To do: Count the lines in the records below that contain the string "light", and reply with that number alone.
[Start Provided material]
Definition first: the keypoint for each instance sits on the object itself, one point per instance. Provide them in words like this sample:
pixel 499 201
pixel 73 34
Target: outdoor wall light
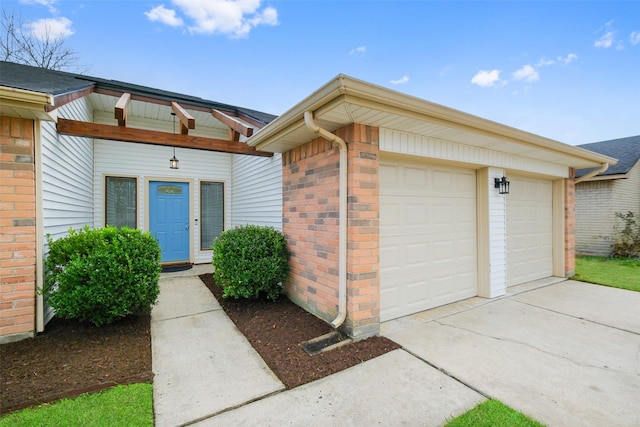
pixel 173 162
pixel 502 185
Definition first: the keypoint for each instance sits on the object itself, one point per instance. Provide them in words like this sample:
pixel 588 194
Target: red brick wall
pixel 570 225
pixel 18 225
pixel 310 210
[End Provided material]
[Start Provided material]
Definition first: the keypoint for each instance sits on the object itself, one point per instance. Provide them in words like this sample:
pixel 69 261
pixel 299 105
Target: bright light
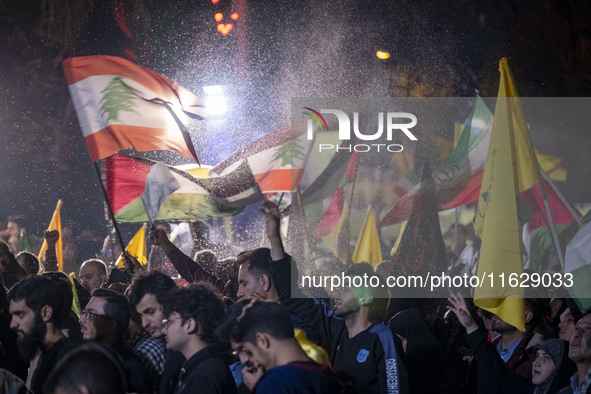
[End Provided material]
Result of this exercise: 2